:: Recorded data ::

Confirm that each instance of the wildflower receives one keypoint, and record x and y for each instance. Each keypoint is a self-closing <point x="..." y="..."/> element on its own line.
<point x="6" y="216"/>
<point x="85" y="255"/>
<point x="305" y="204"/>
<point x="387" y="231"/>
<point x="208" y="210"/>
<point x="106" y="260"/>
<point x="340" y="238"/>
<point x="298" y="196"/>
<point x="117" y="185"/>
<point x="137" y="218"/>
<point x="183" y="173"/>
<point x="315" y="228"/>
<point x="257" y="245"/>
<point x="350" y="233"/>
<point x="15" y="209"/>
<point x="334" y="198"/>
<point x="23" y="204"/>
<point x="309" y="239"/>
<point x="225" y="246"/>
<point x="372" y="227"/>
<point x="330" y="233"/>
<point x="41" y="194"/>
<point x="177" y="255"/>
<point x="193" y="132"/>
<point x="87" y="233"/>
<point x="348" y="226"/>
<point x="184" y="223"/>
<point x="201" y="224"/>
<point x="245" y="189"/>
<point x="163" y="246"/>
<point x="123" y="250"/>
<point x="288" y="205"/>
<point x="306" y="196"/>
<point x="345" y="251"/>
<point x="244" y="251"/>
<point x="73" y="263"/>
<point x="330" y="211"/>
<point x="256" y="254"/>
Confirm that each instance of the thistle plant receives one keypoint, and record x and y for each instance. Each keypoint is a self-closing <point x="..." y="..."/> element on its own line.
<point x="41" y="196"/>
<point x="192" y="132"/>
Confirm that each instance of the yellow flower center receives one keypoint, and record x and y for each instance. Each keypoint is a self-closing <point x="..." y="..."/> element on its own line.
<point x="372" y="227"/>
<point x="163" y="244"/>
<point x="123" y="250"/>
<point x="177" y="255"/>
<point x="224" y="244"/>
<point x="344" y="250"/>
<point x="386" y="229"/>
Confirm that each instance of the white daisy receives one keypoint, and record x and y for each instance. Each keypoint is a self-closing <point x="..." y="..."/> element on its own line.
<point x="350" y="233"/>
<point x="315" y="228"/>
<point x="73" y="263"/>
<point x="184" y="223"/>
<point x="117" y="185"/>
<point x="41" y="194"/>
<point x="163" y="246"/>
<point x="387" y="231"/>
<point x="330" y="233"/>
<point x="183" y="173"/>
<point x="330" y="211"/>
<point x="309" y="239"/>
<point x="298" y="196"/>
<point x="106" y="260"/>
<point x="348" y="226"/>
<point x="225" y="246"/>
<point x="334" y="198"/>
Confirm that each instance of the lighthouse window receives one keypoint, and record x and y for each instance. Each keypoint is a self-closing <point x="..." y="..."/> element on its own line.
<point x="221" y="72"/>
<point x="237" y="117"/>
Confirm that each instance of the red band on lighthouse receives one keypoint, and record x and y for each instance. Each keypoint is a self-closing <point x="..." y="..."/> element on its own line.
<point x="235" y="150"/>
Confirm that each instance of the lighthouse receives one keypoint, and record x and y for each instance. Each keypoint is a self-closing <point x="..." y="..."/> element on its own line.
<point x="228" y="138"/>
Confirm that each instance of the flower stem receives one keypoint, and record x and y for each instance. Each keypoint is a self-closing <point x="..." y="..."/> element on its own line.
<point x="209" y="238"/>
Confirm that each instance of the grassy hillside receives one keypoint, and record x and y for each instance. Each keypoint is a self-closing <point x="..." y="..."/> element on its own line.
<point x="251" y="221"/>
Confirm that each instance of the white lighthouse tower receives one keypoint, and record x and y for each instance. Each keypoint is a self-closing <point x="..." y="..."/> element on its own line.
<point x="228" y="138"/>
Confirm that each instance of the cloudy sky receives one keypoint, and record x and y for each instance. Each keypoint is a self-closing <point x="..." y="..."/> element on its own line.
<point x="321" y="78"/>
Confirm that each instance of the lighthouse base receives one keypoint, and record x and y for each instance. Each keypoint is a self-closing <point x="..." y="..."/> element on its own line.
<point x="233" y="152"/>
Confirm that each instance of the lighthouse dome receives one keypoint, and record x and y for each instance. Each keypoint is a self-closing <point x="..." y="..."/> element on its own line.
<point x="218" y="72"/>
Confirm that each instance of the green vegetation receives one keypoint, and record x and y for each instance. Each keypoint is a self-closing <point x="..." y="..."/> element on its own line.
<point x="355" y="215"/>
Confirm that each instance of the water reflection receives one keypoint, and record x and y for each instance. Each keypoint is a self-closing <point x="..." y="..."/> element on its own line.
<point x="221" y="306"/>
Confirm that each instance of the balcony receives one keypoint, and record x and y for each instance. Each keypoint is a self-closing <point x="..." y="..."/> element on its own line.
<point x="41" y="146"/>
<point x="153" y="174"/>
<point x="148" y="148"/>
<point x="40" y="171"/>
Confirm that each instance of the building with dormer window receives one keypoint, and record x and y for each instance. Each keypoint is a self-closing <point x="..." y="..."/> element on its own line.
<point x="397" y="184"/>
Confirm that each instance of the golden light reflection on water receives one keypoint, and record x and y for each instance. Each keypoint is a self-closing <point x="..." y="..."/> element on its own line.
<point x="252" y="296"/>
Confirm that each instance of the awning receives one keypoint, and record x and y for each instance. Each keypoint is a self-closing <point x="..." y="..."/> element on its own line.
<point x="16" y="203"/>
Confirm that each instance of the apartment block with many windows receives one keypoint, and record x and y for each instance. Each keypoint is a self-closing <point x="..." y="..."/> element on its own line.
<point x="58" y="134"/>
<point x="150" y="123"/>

:::

*Goal of the exercise*
Can you render the lines above, from the one containing "Confirm that each instance of the water" through the last line, as a Markdown table with a Row column for the row number and a Text column for the line, leaving out any blank lines?

*Expected output*
| Row | Text |
|---|---|
| 1 | Confirm that each instance of the water reflection receives one keypoint, and record x and y for each instance. Each keypoint is a self-closing <point x="..." y="..."/> element on its own line. |
| 2 | <point x="221" y="306"/> |
| 3 | Confirm that each instance of the balcony receives one keypoint, and record x and y for each instance. Each keypoint is a self-closing <point x="..." y="..."/> element on its own line. |
| 4 | <point x="41" y="146"/> |
| 5 | <point x="153" y="174"/> |
| 6 | <point x="148" y="148"/> |
| 7 | <point x="40" y="171"/> |
| 8 | Confirm that each instance of the building with dormer window receives one keypoint, and record x and y for each instance. Each keypoint is a self-closing <point x="..." y="..."/> element on its own line. |
| 9 | <point x="397" y="184"/> |
| 10 | Confirm that each instance of the golden light reflection on water receives one keypoint, and record x and y for each instance. Each keypoint is a self-closing <point x="..." y="..."/> element on its own line. |
| 11 | <point x="252" y="296"/> |
| 12 | Confirm that each instance of the awning receives one keypoint, and record x and y for each instance. Each keypoint is a self-closing <point x="..." y="..."/> element on its own line. |
| 13 | <point x="16" y="203"/> |
| 14 | Confirm that each instance of the apartment block with many windows receives one keypoint, and record x and y for each instance. Each keypoint is a self-closing <point x="..." y="..."/> element on its own line. |
| 15 | <point x="58" y="134"/> |
| 16 | <point x="150" y="123"/> |